↓
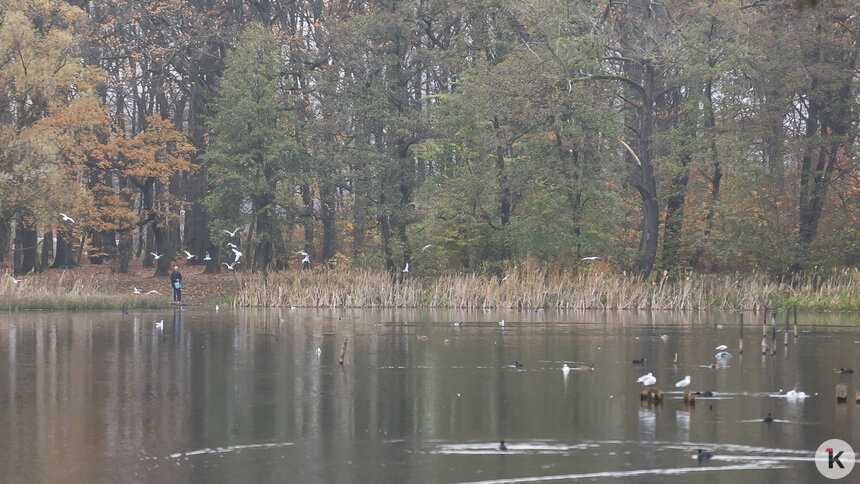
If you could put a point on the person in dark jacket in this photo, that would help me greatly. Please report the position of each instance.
(175, 281)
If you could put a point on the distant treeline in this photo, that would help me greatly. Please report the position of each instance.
(437, 136)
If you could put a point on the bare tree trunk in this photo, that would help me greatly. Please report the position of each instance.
(646, 182)
(47, 249)
(65, 245)
(308, 216)
(5, 239)
(27, 243)
(328, 206)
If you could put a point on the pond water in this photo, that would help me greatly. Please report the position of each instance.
(259, 396)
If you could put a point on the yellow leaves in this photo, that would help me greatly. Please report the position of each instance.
(42, 60)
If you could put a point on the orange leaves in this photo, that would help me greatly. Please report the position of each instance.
(157, 153)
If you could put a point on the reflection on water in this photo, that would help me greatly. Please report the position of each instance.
(259, 396)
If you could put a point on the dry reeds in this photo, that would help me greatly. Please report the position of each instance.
(66, 293)
(529, 286)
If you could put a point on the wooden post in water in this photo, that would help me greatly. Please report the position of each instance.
(343, 350)
(741, 336)
(795, 321)
(773, 334)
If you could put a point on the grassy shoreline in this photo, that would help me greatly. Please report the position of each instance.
(530, 287)
(527, 287)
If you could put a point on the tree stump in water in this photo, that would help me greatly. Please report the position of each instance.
(841, 392)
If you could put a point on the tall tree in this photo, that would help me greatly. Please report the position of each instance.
(251, 153)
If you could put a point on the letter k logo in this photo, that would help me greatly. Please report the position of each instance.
(834, 458)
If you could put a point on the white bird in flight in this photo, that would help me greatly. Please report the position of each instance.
(648, 380)
(644, 377)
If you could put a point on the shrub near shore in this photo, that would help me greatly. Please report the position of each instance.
(528, 287)
(65, 291)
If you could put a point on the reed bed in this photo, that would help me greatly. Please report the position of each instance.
(65, 292)
(530, 287)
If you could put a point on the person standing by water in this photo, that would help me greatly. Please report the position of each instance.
(175, 281)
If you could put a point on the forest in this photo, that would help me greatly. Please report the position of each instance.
(660, 136)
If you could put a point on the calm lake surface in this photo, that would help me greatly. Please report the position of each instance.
(245, 396)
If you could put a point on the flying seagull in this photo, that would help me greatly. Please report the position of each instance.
(648, 380)
(644, 377)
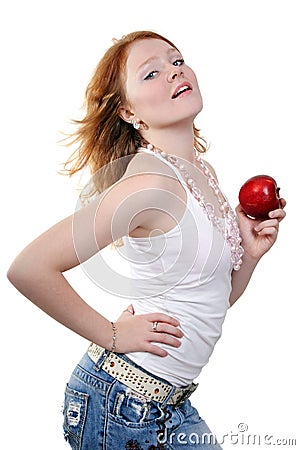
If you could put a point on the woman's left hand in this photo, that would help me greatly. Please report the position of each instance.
(259, 236)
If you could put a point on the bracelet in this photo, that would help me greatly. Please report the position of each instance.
(114, 337)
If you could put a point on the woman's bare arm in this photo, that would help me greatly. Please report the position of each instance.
(37, 272)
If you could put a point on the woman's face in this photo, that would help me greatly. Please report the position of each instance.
(160, 88)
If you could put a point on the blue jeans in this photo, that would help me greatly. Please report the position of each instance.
(102, 413)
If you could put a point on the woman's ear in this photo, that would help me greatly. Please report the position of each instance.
(126, 114)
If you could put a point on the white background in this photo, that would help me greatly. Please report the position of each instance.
(246, 56)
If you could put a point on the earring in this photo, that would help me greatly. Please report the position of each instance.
(136, 125)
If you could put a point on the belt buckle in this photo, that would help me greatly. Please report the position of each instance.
(187, 393)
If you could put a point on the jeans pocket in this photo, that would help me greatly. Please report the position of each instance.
(131, 409)
(75, 411)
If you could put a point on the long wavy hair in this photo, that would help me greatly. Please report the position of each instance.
(102, 136)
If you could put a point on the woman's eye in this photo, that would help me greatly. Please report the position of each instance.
(178, 62)
(150, 75)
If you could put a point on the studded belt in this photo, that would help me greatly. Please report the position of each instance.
(139, 381)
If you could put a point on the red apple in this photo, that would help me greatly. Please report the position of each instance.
(259, 195)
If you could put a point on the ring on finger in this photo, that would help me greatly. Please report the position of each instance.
(154, 326)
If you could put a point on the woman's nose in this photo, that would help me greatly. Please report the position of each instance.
(174, 73)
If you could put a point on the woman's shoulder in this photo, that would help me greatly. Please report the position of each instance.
(147, 164)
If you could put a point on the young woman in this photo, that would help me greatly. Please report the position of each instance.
(182, 242)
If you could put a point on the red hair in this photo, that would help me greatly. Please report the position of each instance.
(102, 135)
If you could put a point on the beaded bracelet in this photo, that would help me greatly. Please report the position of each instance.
(114, 337)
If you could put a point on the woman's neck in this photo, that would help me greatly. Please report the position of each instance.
(177, 141)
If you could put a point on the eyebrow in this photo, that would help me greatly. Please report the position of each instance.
(153, 58)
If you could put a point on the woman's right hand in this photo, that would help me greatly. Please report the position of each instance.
(135, 332)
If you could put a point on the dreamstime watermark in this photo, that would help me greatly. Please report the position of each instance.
(239, 437)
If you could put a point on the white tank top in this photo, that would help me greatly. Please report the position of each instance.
(185, 273)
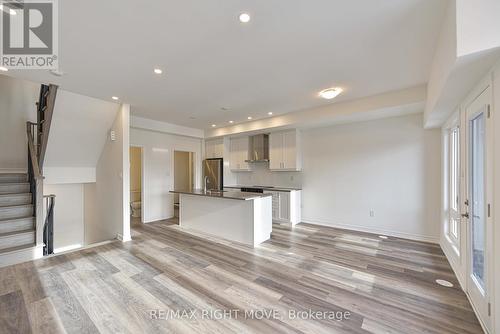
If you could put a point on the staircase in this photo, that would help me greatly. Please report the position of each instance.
(17, 220)
(26, 232)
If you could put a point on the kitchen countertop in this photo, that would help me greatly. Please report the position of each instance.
(237, 195)
(265, 188)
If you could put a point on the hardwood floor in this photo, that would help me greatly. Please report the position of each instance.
(374, 285)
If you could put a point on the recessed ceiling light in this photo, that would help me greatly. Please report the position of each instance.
(244, 17)
(57, 73)
(330, 93)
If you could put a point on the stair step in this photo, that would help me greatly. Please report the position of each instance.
(16, 211)
(13, 177)
(15, 199)
(17, 238)
(18, 224)
(14, 188)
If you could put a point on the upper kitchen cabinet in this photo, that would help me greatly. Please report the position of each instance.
(239, 154)
(214, 148)
(284, 151)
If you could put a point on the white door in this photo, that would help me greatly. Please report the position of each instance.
(454, 219)
(478, 183)
(276, 150)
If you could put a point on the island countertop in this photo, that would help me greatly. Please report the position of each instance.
(231, 194)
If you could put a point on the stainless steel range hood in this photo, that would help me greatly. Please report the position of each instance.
(258, 148)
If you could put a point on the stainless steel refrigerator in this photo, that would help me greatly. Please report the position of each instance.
(213, 174)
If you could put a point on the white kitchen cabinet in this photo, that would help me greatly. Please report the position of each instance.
(286, 206)
(284, 151)
(238, 154)
(214, 148)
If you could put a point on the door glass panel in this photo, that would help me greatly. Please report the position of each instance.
(478, 219)
(454, 147)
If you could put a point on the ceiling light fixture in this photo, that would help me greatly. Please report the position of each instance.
(330, 93)
(244, 17)
(57, 73)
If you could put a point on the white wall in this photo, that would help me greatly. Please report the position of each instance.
(496, 195)
(107, 210)
(158, 149)
(390, 166)
(17, 106)
(78, 131)
(478, 25)
(68, 215)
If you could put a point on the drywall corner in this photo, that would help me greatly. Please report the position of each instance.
(107, 201)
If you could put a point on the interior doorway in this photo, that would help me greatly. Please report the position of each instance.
(136, 203)
(183, 175)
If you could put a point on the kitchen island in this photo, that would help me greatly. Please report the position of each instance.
(233, 215)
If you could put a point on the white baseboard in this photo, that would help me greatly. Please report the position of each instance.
(20, 256)
(156, 219)
(66, 248)
(13, 170)
(448, 252)
(416, 237)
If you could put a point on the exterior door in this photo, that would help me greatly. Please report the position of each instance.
(479, 195)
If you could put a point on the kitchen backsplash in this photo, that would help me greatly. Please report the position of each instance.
(262, 176)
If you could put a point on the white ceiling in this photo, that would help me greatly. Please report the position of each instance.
(278, 62)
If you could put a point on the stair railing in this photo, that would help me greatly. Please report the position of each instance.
(38, 135)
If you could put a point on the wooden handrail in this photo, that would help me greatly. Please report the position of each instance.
(32, 152)
(51, 100)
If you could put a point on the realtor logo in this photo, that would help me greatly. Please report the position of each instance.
(29, 34)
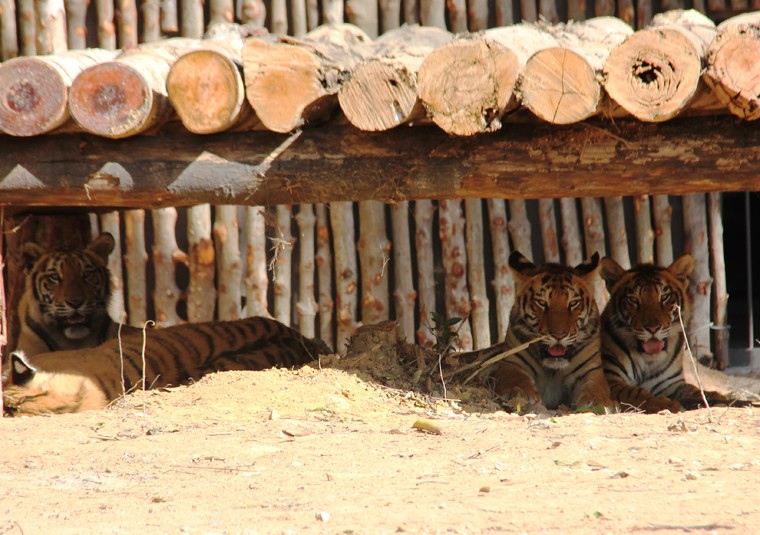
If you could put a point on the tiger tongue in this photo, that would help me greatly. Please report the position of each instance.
(653, 345)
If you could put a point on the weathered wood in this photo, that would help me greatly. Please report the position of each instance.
(560, 84)
(127, 96)
(292, 82)
(468, 85)
(678, 157)
(382, 91)
(34, 90)
(656, 73)
(733, 71)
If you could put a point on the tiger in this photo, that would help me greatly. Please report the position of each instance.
(643, 343)
(555, 304)
(91, 378)
(65, 299)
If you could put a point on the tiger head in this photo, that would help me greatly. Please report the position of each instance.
(66, 292)
(645, 302)
(557, 303)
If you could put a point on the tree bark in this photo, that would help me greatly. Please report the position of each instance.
(733, 71)
(293, 82)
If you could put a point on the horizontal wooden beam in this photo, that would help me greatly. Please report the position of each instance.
(341, 163)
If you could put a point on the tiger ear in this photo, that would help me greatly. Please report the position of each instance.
(102, 245)
(612, 272)
(682, 267)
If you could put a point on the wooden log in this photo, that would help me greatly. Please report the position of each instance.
(76, 23)
(503, 284)
(718, 264)
(424, 211)
(644, 233)
(468, 85)
(8, 30)
(374, 254)
(561, 84)
(662, 214)
(256, 281)
(548, 222)
(293, 82)
(166, 255)
(306, 306)
(282, 264)
(206, 86)
(404, 295)
(229, 267)
(51, 26)
(346, 275)
(476, 274)
(382, 91)
(733, 71)
(127, 96)
(454, 259)
(618, 237)
(571, 235)
(201, 292)
(34, 91)
(135, 262)
(324, 277)
(655, 74)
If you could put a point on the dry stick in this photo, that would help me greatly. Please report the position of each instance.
(454, 259)
(404, 295)
(127, 23)
(548, 220)
(110, 222)
(644, 232)
(662, 214)
(374, 253)
(306, 307)
(476, 272)
(720, 302)
(8, 30)
(503, 284)
(201, 293)
(613, 207)
(423, 240)
(700, 281)
(256, 279)
(519, 227)
(342, 220)
(229, 266)
(324, 276)
(166, 254)
(135, 262)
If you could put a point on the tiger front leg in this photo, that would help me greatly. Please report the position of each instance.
(635, 398)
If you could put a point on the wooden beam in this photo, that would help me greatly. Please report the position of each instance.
(341, 163)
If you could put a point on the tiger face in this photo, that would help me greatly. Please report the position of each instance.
(554, 302)
(66, 293)
(647, 301)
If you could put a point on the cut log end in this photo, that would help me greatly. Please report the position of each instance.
(560, 86)
(206, 89)
(33, 97)
(653, 74)
(111, 100)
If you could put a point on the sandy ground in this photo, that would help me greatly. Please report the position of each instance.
(335, 450)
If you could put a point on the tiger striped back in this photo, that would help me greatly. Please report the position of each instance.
(643, 343)
(71, 381)
(555, 304)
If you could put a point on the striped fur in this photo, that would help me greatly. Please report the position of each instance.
(64, 304)
(564, 368)
(77, 380)
(642, 341)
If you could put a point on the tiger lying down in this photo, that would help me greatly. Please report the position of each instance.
(86, 379)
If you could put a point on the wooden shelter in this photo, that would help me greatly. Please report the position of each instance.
(328, 167)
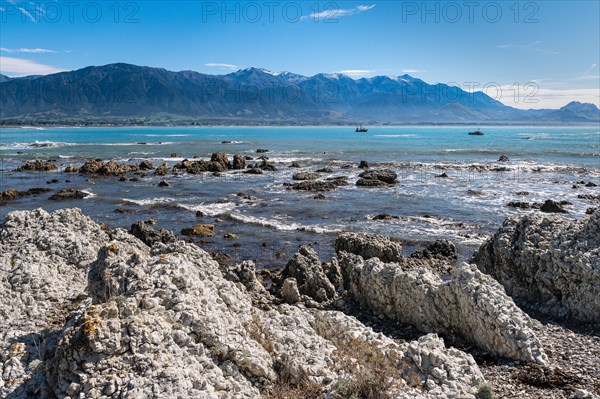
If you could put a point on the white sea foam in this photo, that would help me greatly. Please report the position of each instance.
(281, 225)
(151, 201)
(395, 135)
(213, 209)
(167, 135)
(89, 194)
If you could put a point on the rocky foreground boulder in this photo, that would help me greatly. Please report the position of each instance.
(97, 313)
(469, 305)
(548, 263)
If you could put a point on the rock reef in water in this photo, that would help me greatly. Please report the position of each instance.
(164, 321)
(469, 305)
(548, 263)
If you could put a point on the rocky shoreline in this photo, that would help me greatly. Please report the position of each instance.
(90, 311)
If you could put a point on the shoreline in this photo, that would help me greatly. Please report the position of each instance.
(298, 125)
(569, 368)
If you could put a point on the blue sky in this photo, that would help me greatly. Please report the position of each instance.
(539, 53)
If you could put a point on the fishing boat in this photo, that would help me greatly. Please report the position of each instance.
(477, 132)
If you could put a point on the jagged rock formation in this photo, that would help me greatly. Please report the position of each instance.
(470, 305)
(37, 166)
(167, 321)
(369, 246)
(548, 263)
(307, 273)
(98, 167)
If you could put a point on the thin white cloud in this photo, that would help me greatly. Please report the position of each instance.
(223, 66)
(533, 47)
(412, 71)
(27, 50)
(23, 67)
(335, 13)
(27, 10)
(546, 98)
(357, 73)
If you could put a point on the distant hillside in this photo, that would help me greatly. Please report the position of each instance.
(121, 91)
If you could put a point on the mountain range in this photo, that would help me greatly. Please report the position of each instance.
(124, 93)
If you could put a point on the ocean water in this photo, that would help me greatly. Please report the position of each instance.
(544, 161)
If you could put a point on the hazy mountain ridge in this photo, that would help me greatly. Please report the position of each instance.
(119, 91)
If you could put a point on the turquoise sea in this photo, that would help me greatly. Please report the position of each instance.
(544, 161)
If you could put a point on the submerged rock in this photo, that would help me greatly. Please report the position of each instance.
(548, 263)
(162, 170)
(439, 249)
(122, 319)
(306, 269)
(317, 185)
(384, 175)
(11, 195)
(104, 169)
(239, 162)
(146, 165)
(470, 305)
(369, 246)
(149, 235)
(203, 230)
(38, 166)
(305, 176)
(68, 193)
(552, 207)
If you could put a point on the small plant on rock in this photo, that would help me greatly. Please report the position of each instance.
(486, 391)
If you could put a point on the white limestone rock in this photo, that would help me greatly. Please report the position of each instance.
(549, 263)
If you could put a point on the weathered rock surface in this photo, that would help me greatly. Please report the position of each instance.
(38, 166)
(68, 193)
(305, 176)
(552, 207)
(382, 175)
(43, 270)
(11, 195)
(167, 321)
(144, 232)
(548, 263)
(317, 185)
(146, 165)
(306, 269)
(162, 170)
(203, 230)
(471, 305)
(104, 169)
(369, 246)
(439, 249)
(239, 162)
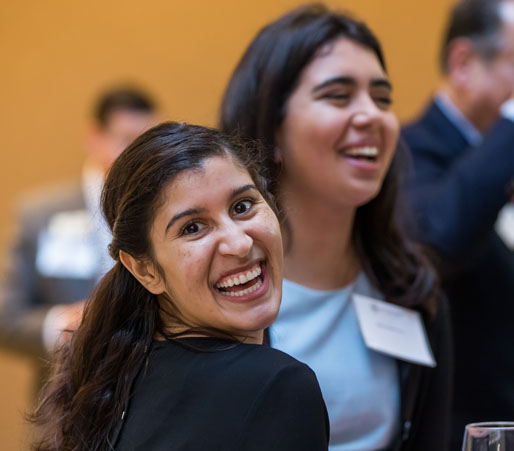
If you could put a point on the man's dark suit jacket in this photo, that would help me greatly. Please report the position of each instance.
(456, 192)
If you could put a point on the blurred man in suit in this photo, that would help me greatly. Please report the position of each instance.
(463, 155)
(61, 249)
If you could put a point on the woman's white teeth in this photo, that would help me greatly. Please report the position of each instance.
(362, 152)
(245, 291)
(243, 278)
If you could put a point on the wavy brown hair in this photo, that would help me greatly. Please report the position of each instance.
(84, 401)
(254, 105)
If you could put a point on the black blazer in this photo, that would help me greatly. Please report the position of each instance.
(456, 192)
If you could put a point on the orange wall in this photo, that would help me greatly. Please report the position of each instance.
(57, 54)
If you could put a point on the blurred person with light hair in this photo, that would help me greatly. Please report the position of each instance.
(61, 248)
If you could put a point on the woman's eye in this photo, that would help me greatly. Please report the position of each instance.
(243, 206)
(192, 228)
(384, 102)
(337, 96)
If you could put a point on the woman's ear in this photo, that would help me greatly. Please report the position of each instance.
(145, 272)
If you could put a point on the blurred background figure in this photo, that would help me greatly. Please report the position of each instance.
(463, 152)
(61, 248)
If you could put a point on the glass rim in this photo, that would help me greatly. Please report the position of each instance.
(491, 425)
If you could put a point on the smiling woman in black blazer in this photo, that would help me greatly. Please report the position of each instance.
(169, 353)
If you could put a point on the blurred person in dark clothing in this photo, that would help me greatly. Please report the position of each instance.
(463, 158)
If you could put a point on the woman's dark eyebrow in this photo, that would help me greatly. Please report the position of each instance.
(188, 212)
(381, 82)
(350, 81)
(242, 189)
(335, 81)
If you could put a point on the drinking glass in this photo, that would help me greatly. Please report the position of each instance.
(493, 436)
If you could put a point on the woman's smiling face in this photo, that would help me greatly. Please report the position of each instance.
(219, 248)
(339, 135)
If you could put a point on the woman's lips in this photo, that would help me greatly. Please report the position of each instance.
(246, 286)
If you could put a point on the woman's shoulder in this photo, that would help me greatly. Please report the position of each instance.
(225, 356)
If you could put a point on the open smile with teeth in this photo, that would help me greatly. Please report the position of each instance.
(242, 283)
(368, 153)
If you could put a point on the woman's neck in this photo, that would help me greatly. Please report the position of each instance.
(319, 250)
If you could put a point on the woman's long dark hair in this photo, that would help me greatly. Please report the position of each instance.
(254, 105)
(85, 399)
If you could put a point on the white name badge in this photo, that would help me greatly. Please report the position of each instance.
(393, 330)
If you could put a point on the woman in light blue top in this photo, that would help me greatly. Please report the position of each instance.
(313, 87)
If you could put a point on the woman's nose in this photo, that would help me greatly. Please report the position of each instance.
(235, 240)
(366, 112)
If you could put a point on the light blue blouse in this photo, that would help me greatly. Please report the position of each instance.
(360, 386)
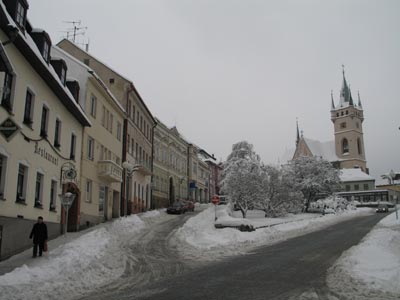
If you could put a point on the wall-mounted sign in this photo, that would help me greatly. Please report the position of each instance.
(9, 128)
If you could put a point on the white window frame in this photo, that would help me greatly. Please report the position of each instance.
(53, 198)
(89, 190)
(24, 183)
(3, 174)
(39, 203)
(90, 148)
(93, 106)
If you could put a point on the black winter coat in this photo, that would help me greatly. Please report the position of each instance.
(39, 233)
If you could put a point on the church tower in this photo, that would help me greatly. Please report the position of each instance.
(347, 118)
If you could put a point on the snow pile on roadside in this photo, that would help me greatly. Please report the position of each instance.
(70, 270)
(371, 270)
(199, 233)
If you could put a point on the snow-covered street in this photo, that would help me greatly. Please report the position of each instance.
(95, 259)
(199, 238)
(122, 258)
(371, 270)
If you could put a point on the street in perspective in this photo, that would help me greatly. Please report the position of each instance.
(199, 150)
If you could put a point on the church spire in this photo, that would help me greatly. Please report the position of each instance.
(345, 93)
(359, 100)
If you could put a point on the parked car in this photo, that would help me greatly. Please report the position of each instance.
(382, 208)
(178, 207)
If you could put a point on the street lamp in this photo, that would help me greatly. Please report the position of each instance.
(130, 169)
(66, 200)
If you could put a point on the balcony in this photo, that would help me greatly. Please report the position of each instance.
(109, 170)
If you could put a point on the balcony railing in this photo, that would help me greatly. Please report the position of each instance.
(110, 171)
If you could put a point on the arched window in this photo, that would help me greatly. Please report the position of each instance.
(345, 146)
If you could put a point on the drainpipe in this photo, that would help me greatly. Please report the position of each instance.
(152, 166)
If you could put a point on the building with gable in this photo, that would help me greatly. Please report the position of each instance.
(41, 128)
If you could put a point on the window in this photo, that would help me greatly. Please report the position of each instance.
(93, 106)
(103, 116)
(88, 190)
(7, 88)
(90, 149)
(43, 124)
(128, 108)
(102, 198)
(20, 15)
(359, 147)
(3, 166)
(73, 147)
(119, 131)
(57, 134)
(21, 183)
(110, 125)
(38, 190)
(63, 75)
(345, 146)
(53, 195)
(28, 108)
(45, 53)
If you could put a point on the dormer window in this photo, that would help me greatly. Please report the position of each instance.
(43, 42)
(46, 50)
(20, 15)
(63, 75)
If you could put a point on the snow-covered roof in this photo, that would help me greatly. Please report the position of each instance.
(347, 175)
(75, 67)
(326, 150)
(72, 105)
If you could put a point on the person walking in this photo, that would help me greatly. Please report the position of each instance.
(39, 234)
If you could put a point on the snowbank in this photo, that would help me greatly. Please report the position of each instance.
(70, 270)
(199, 239)
(372, 268)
↑
> Your instructions
Include both ends. Return the line holding "If you could put a point on the balcony railing" and all lines after it in the records above, exactly as written.

> Answer to the problem
If you could put a point on the balcony railing in this photo, that would help me greatly. Please report the position of each instance.
(110, 171)
If you could put a point on the arched window in this photo, that would help me greatly. Please report the position of each instance.
(345, 146)
If you could put a point on the drainpipe in this photo, that would help me greatly. Please report the position of each instance.
(152, 166)
If you could put a point on the building with gable in this photo, that would help me greatly. Please report the position of each instance.
(41, 128)
If you could put a point on the window in this photo, that would help me greatly. Please report the position of each instance.
(93, 106)
(103, 116)
(88, 190)
(7, 88)
(90, 149)
(43, 124)
(128, 108)
(102, 198)
(20, 15)
(359, 147)
(3, 166)
(73, 147)
(119, 131)
(57, 134)
(21, 183)
(110, 125)
(38, 190)
(63, 75)
(345, 146)
(53, 195)
(28, 108)
(45, 53)
If you could put a point on the dormer window in this photo, that would help me greatly. Please report the position of each instance.
(43, 42)
(46, 50)
(20, 15)
(63, 75)
If you could put a point on the snow-covered roof in this photo, that would help me greatly. Please report the position of each instance.
(347, 175)
(75, 67)
(326, 150)
(72, 105)
If you could put a point on the person walking in this photo, that would help me greatly. Please report the position of each instance.
(39, 234)
If you could put a point on the snowbank in this photo, that would help me greatly. Please report the position of each instance.
(70, 270)
(199, 239)
(372, 268)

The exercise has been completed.